Exercise goal: Wherever the word "tulip" occurs in the lines below, copy the whole line.

Exercise data:
======
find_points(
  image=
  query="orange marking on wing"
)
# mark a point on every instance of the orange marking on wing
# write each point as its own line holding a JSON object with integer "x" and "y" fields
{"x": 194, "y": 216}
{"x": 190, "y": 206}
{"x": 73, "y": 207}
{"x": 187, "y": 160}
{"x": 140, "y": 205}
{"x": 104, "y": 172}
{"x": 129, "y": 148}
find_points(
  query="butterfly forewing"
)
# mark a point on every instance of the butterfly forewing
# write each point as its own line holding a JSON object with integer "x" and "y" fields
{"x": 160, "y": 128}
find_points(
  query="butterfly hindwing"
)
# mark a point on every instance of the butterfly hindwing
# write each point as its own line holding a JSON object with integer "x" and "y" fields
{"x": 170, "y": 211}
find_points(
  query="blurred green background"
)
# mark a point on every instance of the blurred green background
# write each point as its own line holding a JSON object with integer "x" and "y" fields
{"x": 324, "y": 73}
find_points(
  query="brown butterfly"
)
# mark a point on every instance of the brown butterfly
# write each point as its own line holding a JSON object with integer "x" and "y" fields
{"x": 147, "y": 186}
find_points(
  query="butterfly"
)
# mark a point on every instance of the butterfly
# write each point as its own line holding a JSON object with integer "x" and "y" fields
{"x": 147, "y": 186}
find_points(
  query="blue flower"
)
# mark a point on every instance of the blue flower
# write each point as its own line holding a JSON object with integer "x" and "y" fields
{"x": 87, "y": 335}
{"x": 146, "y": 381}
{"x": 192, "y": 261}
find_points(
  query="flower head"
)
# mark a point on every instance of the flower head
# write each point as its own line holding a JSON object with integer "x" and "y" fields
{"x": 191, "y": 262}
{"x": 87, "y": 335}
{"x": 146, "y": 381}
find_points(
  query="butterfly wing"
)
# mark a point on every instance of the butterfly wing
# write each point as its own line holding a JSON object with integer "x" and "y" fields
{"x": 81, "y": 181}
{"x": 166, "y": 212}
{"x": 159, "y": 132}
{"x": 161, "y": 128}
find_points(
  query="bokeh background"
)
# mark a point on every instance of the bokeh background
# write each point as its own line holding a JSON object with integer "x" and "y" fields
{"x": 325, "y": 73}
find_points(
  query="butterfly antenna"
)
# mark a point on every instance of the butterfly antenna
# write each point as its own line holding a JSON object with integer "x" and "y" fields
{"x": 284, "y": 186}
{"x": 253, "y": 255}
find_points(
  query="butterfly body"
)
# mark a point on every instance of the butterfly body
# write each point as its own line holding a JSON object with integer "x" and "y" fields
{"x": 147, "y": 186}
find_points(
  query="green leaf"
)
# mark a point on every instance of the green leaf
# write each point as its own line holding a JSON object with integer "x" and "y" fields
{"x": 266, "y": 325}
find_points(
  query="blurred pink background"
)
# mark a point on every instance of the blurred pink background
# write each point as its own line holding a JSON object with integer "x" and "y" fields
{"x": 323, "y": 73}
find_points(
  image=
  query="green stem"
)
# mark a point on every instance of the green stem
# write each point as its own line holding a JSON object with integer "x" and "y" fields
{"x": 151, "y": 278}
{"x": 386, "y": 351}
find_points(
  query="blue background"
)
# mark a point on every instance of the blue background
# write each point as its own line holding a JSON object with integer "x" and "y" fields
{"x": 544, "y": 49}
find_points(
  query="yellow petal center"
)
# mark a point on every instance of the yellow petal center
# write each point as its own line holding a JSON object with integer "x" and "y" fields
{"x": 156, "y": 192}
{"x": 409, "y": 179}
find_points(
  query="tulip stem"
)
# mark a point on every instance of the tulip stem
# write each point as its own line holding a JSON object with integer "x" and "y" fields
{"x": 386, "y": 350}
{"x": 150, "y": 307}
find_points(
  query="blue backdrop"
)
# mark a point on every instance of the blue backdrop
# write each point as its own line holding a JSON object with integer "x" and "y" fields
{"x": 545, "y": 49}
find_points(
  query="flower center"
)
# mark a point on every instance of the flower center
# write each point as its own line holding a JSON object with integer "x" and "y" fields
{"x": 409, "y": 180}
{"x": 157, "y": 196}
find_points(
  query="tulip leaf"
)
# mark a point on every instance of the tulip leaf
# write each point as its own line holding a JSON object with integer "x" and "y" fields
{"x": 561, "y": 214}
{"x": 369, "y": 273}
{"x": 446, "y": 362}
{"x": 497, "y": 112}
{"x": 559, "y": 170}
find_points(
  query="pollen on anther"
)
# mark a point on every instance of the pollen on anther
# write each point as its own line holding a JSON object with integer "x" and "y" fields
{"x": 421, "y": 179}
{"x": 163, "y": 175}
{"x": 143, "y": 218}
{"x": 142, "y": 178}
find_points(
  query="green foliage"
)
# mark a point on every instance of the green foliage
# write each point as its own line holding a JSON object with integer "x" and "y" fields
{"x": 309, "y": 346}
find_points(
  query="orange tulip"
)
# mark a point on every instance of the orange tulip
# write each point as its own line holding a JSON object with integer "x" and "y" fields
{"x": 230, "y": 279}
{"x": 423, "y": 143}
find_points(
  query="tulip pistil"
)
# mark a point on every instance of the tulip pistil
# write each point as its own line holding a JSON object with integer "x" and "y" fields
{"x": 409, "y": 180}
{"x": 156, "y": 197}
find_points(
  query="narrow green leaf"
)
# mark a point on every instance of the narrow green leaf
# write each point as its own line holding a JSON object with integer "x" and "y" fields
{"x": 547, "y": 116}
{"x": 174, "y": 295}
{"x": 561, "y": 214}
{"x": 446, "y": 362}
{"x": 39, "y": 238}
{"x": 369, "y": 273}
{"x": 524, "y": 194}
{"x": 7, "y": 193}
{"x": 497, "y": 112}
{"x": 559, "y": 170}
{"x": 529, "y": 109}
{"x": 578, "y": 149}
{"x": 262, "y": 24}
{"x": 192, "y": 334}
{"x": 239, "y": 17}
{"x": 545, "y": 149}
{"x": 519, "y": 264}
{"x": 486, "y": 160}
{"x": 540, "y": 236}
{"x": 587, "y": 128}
======
Response to this task:
  query="tulip stem"
# mark a point on every instance of the tulip stem
  query="tulip leaf"
# mark a point on every instance of the tulip leaf
  query="orange tulip"
# mark a point on every instance of the orange tulip
  query="tulip pistil"
# mark a point on every instance of the tulip pistil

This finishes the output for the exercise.